> AIM OF THE TASK
Show all lines from the records below in which the string "truck" is present.

> MATERIAL FOR THIS EXERCISE
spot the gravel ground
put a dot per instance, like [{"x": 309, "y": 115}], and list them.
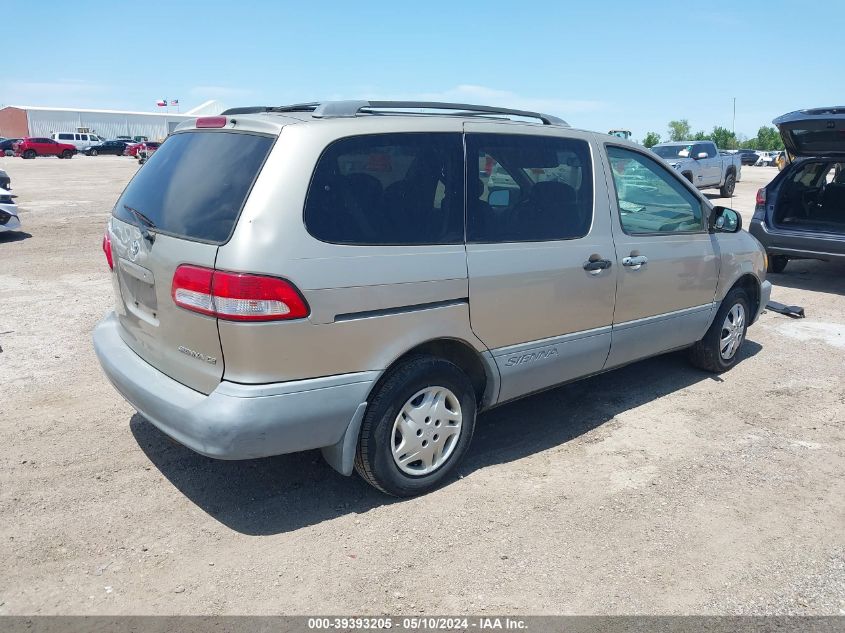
[{"x": 652, "y": 489}]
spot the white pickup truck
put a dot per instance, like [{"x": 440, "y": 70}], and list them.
[{"x": 702, "y": 164}]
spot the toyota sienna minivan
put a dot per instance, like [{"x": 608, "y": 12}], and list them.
[{"x": 349, "y": 276}]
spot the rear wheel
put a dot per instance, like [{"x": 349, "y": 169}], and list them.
[
  {"x": 417, "y": 428},
  {"x": 718, "y": 350},
  {"x": 777, "y": 263},
  {"x": 727, "y": 189}
]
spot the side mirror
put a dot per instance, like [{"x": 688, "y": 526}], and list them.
[
  {"x": 725, "y": 220},
  {"x": 499, "y": 198}
]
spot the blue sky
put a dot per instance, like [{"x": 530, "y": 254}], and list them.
[{"x": 601, "y": 64}]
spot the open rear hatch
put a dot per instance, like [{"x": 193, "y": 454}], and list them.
[
  {"x": 816, "y": 132},
  {"x": 180, "y": 207}
]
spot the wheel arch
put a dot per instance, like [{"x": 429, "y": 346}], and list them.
[
  {"x": 479, "y": 367},
  {"x": 481, "y": 371},
  {"x": 751, "y": 285}
]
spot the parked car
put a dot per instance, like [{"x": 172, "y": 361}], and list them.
[
  {"x": 7, "y": 146},
  {"x": 801, "y": 213},
  {"x": 132, "y": 150},
  {"x": 338, "y": 290},
  {"x": 748, "y": 156},
  {"x": 9, "y": 220},
  {"x": 146, "y": 150},
  {"x": 701, "y": 164},
  {"x": 107, "y": 147},
  {"x": 81, "y": 141},
  {"x": 31, "y": 147}
]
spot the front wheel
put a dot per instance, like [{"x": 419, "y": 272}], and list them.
[
  {"x": 418, "y": 425},
  {"x": 727, "y": 189},
  {"x": 718, "y": 350}
]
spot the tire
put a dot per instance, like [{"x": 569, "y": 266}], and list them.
[
  {"x": 727, "y": 189},
  {"x": 777, "y": 263},
  {"x": 707, "y": 353},
  {"x": 419, "y": 383}
]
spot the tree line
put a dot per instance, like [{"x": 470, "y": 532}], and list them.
[{"x": 767, "y": 139}]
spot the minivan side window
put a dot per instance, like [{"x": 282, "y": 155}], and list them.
[
  {"x": 388, "y": 189},
  {"x": 650, "y": 198},
  {"x": 526, "y": 188}
]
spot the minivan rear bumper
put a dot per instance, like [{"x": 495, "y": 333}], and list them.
[
  {"x": 234, "y": 421},
  {"x": 795, "y": 244}
]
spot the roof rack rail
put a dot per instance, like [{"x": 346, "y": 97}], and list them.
[{"x": 333, "y": 109}]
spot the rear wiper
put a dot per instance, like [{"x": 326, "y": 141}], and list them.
[{"x": 143, "y": 223}]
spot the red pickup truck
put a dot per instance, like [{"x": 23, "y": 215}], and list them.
[{"x": 29, "y": 147}]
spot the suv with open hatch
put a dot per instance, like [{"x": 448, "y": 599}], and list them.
[
  {"x": 345, "y": 276},
  {"x": 801, "y": 213}
]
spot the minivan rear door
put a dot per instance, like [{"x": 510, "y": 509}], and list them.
[
  {"x": 183, "y": 203},
  {"x": 817, "y": 132}
]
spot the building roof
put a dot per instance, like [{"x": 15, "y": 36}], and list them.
[{"x": 205, "y": 108}]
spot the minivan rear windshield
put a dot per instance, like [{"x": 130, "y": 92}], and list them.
[{"x": 195, "y": 184}]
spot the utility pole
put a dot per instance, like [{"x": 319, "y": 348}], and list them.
[{"x": 733, "y": 124}]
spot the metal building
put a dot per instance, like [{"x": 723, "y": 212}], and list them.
[{"x": 19, "y": 121}]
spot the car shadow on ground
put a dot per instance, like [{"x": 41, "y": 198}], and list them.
[
  {"x": 14, "y": 236},
  {"x": 812, "y": 275},
  {"x": 285, "y": 493}
]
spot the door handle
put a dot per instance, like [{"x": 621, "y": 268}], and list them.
[
  {"x": 635, "y": 262},
  {"x": 596, "y": 264}
]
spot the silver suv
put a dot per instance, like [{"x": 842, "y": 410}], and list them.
[{"x": 347, "y": 276}]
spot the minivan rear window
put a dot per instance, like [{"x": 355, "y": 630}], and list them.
[{"x": 195, "y": 185}]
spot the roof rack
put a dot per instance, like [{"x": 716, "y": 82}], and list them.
[{"x": 338, "y": 109}]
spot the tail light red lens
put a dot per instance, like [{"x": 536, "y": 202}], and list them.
[
  {"x": 107, "y": 249},
  {"x": 236, "y": 296}
]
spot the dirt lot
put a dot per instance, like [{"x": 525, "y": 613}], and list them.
[{"x": 652, "y": 489}]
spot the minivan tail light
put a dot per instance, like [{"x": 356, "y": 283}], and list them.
[
  {"x": 236, "y": 296},
  {"x": 211, "y": 121},
  {"x": 107, "y": 249}
]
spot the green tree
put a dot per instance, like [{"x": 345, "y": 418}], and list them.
[
  {"x": 768, "y": 139},
  {"x": 724, "y": 138},
  {"x": 651, "y": 139},
  {"x": 679, "y": 130}
]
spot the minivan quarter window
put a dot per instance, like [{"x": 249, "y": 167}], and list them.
[
  {"x": 651, "y": 199},
  {"x": 388, "y": 189},
  {"x": 528, "y": 188}
]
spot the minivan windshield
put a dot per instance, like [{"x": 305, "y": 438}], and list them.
[
  {"x": 195, "y": 184},
  {"x": 671, "y": 151}
]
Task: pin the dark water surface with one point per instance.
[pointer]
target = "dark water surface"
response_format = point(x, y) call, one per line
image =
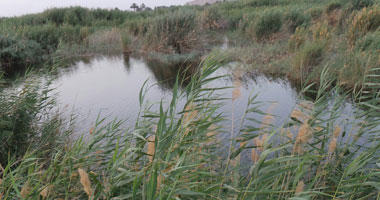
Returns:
point(110, 86)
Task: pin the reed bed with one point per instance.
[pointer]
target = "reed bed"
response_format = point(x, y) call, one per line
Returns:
point(175, 152)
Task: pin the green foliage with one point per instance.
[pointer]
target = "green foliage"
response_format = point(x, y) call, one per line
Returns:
point(367, 20)
point(298, 39)
point(20, 128)
point(308, 57)
point(211, 18)
point(360, 4)
point(173, 32)
point(356, 66)
point(268, 23)
point(315, 13)
point(16, 54)
point(333, 6)
point(370, 42)
point(296, 18)
point(174, 152)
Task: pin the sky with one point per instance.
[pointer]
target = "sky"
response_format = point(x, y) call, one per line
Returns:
point(9, 8)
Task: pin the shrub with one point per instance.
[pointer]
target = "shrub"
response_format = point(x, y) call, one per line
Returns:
point(259, 3)
point(360, 4)
point(21, 126)
point(315, 13)
point(16, 53)
point(356, 66)
point(296, 18)
point(309, 56)
point(320, 31)
point(333, 6)
point(268, 24)
point(55, 15)
point(365, 21)
point(299, 37)
point(211, 18)
point(370, 42)
point(173, 32)
point(47, 36)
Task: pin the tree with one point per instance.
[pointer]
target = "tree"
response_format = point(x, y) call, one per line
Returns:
point(134, 6)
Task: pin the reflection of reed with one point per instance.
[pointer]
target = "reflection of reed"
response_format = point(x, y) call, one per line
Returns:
point(166, 73)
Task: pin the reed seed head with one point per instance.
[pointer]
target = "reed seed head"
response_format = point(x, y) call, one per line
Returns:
point(25, 191)
point(254, 156)
point(236, 93)
point(332, 145)
point(44, 193)
point(300, 187)
point(85, 181)
point(304, 133)
point(337, 131)
point(190, 113)
point(289, 134)
point(299, 115)
point(151, 147)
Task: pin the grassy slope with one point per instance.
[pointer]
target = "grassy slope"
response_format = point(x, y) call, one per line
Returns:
point(174, 153)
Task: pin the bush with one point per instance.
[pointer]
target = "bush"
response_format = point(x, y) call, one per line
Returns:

> TASK SOLUTION
spot the white pickup truck
spot the red pickup truck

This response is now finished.